### [Task to carry out]
Rework the stretch of the Jack Angel biography below that opens with "Jack Angel (October" and closes with "TUGS, was discovered.", giving it again with "voice actor" changed to "voice artist".

--- Start of Supplied text ---

Jack Angel (October 24, 1930 – October 18, 2021) was an American voice actor and radio personality. He provided voice-overs for animation and video games. Angel had voiced characters in shows by Hasbro and Hanna-Barbera such as Super Friends, The Transformers and G.I. Joe and was involved in numerous productions by Disney and Pixar. Before becoming involved with voiceover work, Angel was initially a disc jockey for radio stations, namely KMPC and KFI. The day of his death, October 18, a piece of lost 1980s paraphernalia that contained his voice as the lead role, being the U.S. dub of TUGS, was discovered.

Biography
Angel was born on October 24, 1930 in Modesto, California, the second child of John Angel, a Greek immigrant, and Lucille (née Parsons). He graduated from San Francisco State University in 1957, and at the same time, he was hired as a disc jockey for a California radio station and decided to focus on a career in radio programs. A decade later, he had become one of the most popular radio personalities with his radio programs being heard on stations KMPC and KFI, Los Angeles. In the early years of his career, he also landed roles in stage productions at The Actor's Ring and the Portland Civic Theater. It was during his broadcasting career that he began experimenting with voiceovers he would produce for clients; while at KMPC, Angel's demo ended up in the hands of Gary Owens, who already had made his own inroads as an animation voiceover actor and forwarded Angel's demo tape to his agent. After almost 20 years in radio, Angel shifted to voice acting on a full-time basis.

--- End of Supplied text ---
--- Start of Listed records ---

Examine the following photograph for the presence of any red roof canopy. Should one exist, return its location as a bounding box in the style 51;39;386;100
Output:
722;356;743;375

--- End of Listed records ---
--- Start of Listed records ---

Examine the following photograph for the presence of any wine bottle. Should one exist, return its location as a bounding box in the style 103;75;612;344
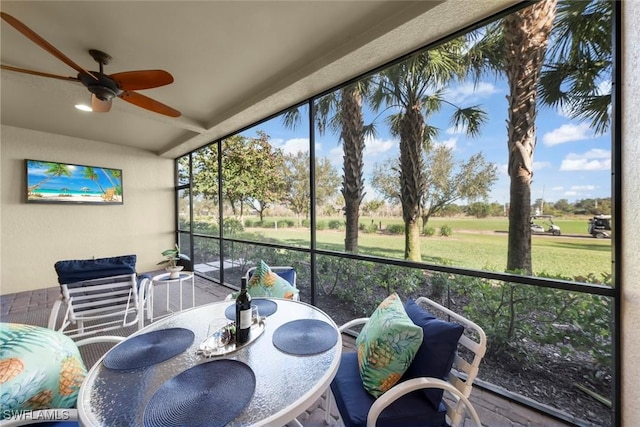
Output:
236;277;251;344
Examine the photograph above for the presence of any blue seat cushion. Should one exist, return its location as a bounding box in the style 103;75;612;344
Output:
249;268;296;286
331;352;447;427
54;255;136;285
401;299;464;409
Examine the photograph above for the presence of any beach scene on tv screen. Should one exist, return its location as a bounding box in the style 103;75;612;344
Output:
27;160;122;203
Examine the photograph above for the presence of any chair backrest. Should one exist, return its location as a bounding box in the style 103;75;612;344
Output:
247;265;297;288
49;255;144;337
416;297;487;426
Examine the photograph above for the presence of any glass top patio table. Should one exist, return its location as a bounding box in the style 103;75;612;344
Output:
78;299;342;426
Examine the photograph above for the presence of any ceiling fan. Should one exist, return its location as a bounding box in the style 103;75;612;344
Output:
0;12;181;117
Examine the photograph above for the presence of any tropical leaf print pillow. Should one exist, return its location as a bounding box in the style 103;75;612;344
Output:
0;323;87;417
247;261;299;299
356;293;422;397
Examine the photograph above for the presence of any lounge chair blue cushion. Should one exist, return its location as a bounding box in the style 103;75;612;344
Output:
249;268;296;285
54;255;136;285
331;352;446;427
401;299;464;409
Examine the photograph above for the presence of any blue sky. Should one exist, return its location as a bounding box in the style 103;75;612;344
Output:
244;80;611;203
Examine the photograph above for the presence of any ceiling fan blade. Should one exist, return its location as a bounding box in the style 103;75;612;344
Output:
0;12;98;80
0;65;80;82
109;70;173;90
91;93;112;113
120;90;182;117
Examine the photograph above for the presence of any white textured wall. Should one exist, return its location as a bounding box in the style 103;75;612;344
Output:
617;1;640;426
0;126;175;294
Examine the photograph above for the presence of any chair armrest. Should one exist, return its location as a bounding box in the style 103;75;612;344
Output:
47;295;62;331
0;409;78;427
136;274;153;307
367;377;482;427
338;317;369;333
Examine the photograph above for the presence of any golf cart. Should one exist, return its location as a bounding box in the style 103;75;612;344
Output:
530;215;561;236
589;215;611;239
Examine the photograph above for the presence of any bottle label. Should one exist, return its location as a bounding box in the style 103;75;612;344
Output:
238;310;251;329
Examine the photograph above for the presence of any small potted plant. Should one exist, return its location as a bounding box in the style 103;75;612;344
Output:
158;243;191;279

--- End of Listed records ---

### [Response for this exercise]
Jack Angel (October 24, 1930 – October 18, 2021) was an American voice artist and radio personality. He provided voice-overs for animation and video games. Angel had voiced characters in shows by Hasbro and Hanna-Barbera such as Super Friends, The Transformers and G.I. Joe and was involved in numerous productions by Disney and Pixar. Before becoming involved with voiceover work, Angel was initially a disc jockey for radio stations, namely KMPC and KFI. The day of his death, October 18, a piece of lost 1980s paraphernalia that contained his voice as the lead role, being the U.S. dub of TUGS, was discovered.